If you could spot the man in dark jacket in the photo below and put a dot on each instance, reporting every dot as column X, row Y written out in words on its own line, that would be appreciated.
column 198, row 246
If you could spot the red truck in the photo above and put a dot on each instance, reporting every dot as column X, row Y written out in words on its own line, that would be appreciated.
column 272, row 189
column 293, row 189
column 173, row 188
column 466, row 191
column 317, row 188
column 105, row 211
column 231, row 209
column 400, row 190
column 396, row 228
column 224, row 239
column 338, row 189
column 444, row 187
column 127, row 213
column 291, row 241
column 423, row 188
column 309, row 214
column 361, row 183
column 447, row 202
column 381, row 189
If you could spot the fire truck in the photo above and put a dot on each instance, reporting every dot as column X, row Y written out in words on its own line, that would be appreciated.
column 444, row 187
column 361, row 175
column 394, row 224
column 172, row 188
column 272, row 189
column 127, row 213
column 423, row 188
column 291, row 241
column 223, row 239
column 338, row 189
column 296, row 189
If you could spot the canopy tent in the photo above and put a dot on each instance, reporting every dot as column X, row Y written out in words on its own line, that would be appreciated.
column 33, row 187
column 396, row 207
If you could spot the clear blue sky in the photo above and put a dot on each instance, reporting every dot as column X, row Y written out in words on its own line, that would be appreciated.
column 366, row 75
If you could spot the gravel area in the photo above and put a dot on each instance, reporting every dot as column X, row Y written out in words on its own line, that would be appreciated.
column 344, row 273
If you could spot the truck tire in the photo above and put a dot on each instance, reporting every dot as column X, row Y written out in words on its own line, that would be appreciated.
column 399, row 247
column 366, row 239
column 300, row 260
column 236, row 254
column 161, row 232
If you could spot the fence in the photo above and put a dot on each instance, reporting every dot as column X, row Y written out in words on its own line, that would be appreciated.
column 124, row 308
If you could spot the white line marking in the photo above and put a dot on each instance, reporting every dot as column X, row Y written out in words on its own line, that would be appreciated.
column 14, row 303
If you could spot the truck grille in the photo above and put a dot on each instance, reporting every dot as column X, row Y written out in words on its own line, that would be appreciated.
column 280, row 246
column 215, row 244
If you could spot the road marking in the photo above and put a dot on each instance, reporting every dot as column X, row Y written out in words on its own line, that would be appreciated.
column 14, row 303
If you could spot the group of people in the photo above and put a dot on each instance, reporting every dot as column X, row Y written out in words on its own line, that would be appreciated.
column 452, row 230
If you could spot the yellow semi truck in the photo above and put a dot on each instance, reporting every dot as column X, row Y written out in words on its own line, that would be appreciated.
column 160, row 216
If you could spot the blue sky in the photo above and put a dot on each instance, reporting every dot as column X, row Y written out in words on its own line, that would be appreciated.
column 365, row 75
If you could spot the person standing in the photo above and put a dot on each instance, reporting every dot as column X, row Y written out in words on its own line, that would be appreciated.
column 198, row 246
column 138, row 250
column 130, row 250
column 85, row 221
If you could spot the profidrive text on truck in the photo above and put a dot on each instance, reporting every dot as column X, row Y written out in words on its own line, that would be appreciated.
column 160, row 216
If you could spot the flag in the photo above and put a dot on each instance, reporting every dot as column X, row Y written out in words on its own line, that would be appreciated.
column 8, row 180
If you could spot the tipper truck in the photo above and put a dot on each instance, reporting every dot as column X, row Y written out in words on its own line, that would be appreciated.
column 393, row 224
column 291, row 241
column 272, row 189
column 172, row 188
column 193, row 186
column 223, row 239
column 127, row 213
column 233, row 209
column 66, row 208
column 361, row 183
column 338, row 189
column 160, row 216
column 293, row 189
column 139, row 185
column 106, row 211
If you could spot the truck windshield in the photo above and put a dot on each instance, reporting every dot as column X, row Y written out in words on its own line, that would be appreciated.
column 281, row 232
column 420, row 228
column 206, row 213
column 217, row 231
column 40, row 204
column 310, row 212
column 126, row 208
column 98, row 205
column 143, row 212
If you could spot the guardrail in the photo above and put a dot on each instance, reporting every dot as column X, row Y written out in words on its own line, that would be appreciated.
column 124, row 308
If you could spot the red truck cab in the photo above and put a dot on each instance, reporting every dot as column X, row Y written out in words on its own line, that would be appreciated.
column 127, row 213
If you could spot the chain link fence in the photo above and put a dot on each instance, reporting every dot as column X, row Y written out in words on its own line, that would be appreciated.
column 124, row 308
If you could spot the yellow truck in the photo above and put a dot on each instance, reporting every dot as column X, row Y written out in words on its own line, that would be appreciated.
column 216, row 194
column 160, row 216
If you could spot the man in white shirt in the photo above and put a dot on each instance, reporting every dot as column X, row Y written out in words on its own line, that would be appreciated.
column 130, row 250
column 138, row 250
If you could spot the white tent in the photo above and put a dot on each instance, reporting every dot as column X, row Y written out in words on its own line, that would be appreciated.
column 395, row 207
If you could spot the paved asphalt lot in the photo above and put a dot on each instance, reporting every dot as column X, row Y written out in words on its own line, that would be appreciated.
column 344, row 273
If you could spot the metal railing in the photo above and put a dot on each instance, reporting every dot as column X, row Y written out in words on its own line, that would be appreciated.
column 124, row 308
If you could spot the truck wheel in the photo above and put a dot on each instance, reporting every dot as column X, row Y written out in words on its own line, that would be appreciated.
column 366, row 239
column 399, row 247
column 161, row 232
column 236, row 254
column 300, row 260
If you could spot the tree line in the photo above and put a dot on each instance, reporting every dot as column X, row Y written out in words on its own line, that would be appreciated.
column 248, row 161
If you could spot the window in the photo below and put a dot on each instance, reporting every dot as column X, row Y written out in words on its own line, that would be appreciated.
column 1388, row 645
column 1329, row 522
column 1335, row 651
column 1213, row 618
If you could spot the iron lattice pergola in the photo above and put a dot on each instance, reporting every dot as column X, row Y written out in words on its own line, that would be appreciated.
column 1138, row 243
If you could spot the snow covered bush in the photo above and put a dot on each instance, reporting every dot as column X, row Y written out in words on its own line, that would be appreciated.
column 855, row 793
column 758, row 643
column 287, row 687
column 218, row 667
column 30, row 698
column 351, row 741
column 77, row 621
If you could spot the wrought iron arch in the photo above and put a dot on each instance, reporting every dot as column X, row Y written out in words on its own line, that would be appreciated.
......
- _Directions for this task_
Keep every word the same. Retype all the material.

- _Answer for this exercise_
If you could spot the man in dark jacket in the photo below and put a dot on each instance, reporting every dot as column X, row Y written out in words on its own line, that would be appreciated.
column 198, row 246
If you could spot the red truck in the photo above and put a dot on each instance, reporting every dot as column X, row Y written out in words on its own line, that would be appreciated.
column 272, row 189
column 293, row 189
column 173, row 188
column 466, row 191
column 317, row 188
column 105, row 211
column 231, row 209
column 400, row 190
column 396, row 228
column 224, row 239
column 338, row 189
column 444, row 187
column 127, row 213
column 291, row 241
column 423, row 188
column 309, row 214
column 361, row 183
column 447, row 202
column 381, row 189
If you could spot the fire truck in the photo above and put a dot on each instance, reporting every dot as column X, row Y written out in words on its own line, that would be appreciated.
column 444, row 187
column 361, row 175
column 394, row 224
column 172, row 188
column 272, row 189
column 127, row 213
column 423, row 188
column 291, row 241
column 223, row 239
column 338, row 189
column 296, row 189
If you could spot the canopy tent in the photo above and put a dot on each instance, reporting every dot as column X, row Y written out in words on its own line, that would be appreciated.
column 33, row 187
column 396, row 207
If you could spot the clear blue sky in the photo above and put a dot on each instance, reporting every dot as column X, row Y written out in words on its own line, that would be appreciated.
column 366, row 75
If you could spot the gravel area in the photo above and put a dot on each instance, reporting every dot as column X, row Y written out in words on its own line, that would be appreciated.
column 344, row 273
If you could spot the truck tire in the photo above and put a dot on each instance, reporting every dot as column X, row Y written out in words on its own line, that would be appreciated.
column 399, row 247
column 366, row 239
column 300, row 260
column 236, row 254
column 161, row 232
If you could spot the fence in the photo above and put a dot on each instance, reporting every dot as column X, row Y written out in words on its own line, that would be appreciated.
column 124, row 308
If you could spot the white line marking in the photo above and put a dot on each instance, reporting every dot as column X, row Y written out in words on its own line, that would be appreciated.
column 14, row 303
If you could spot the truck grille in the photo above and put a dot on each instance, reporting every dot as column X, row Y written out in words on its own line, that would be appreciated.
column 280, row 246
column 215, row 244
If you could spot the road marking in the photo above and put a dot on each instance, reporting every dot as column X, row Y written out in words on its own line, that would be appreciated.
column 14, row 303
If you could spot the group of people in the photo above and put a dot on each instance, reporting every dot as column X, row Y written out in words on its own line, that would be appreciated.
column 452, row 230
If you could spot the yellow semi truck in the photo above and put a dot on each instance, reporting every dot as column X, row Y written out in words on its own line, that would be appreciated.
column 160, row 216
If you could spot the blue sky in the photo above and put a dot on each instance, reporting every dot as column X, row Y written out in words on its own line, that would be appreciated.
column 365, row 75
If you could spot the person standing in the photo above and put a dot on each instance, reporting every dot as column X, row Y written out in words on its own line, that would be appreciated.
column 198, row 246
column 138, row 250
column 130, row 250
column 85, row 221
If you could spot the profidrive text on truck in the photo above and put a dot on each instance, reporting every dot as column X, row Y written out in words on its own line, that would be appreciated.
column 160, row 216
If you could spot the flag in the photo above and put a dot on each instance, reporting every dot as column X, row Y written out in words on its own line, that would be appreciated.
column 8, row 180
If you could spot the tipper truck in the photo above and put a dot on each instance, reporting every dot as column X, row Y written out in words on its own line, that would be appreciated.
column 393, row 224
column 291, row 241
column 272, row 189
column 172, row 188
column 193, row 186
column 223, row 239
column 127, row 213
column 233, row 209
column 66, row 208
column 361, row 183
column 338, row 189
column 160, row 216
column 293, row 189
column 139, row 185
column 106, row 211
If you could spot the truck windshield in the photo above and put a dot on each instance, reporting every dot as column X, row Y written out in words on its own line, that would be appreciated.
column 281, row 232
column 420, row 228
column 206, row 213
column 217, row 231
column 40, row 204
column 310, row 212
column 126, row 208
column 98, row 205
column 143, row 212
If you could spot the guardrail in the photo above and put a dot on each instance, reporting every dot as column X, row Y written out in words on its own line, that would be appreciated.
column 124, row 308
If you could spot the red truck cab in the photo above and put a dot on each instance, reporting every dot as column X, row Y written out in words on its own line, that would be appreciated.
column 127, row 213
If you could spot the chain link fence in the photo above and put a dot on each instance, reporting every dot as column X, row Y written out in words on its own line, that would be appreciated.
column 124, row 308
If you could spot the yellow truck in the photo above and put a dot on each instance, reporting every dot as column X, row Y written out in words on its own line, that would be appreciated.
column 216, row 194
column 160, row 216
If you could spot the man in white shirt in the photo above and put a dot on each instance, reporting every dot as column X, row Y written out in words on its own line, that would be appreciated.
column 130, row 250
column 138, row 250
If you could spot the white tent in the photo above and put a dot on each instance, reporting every dot as column X, row Y written out in words on its own line, that would be appreciated.
column 395, row 207
If you could spot the paved asphalt lot in the photo above and put a dot on each instance, reporting every dot as column X, row Y written out in words on its own line, that would be appreciated.
column 344, row 273
If you could spot the metal railing in the photo above and put a dot on each instance, reporting every dot as column X, row Y written out in words on its own line, that would be appreciated.
column 124, row 308
If you could spot the truck wheel in the photo above and put a dot on each instance, reporting every dot as column X, row Y written out in words on its own line, that would be appreciated.
column 366, row 239
column 399, row 247
column 161, row 232
column 236, row 254
column 300, row 260
If you could spot the tree line in the photo above and put a dot on each instance, reporting every dot as column X, row Y written out in words on its own line, that would be appreciated.
column 248, row 161
If you could spot the window in the photo below and put a dot on each instance, reporting every dot as column X, row Y written out in words on its own line, that would be appreciated.
column 1388, row 645
column 1329, row 522
column 1335, row 651
column 1213, row 618
If you could spot the iron lattice pergola in the photo above and put a dot on each instance, reporting every dot as column X, row Y written out in words on its own line, that would be appreciated.
column 1138, row 243
If you could spot the snow covered bush in the photo above and put a dot on each instance, reporting every dot as column X, row Y written out in words on its own line, that would be appreciated.
column 855, row 793
column 758, row 643
column 287, row 687
column 218, row 667
column 30, row 698
column 351, row 741
column 77, row 621
If you could spot the wrought iron arch in the photo above and put a dot on each instance, reporting every dot as column X, row Y written out in words on its own line, that would be appreciated.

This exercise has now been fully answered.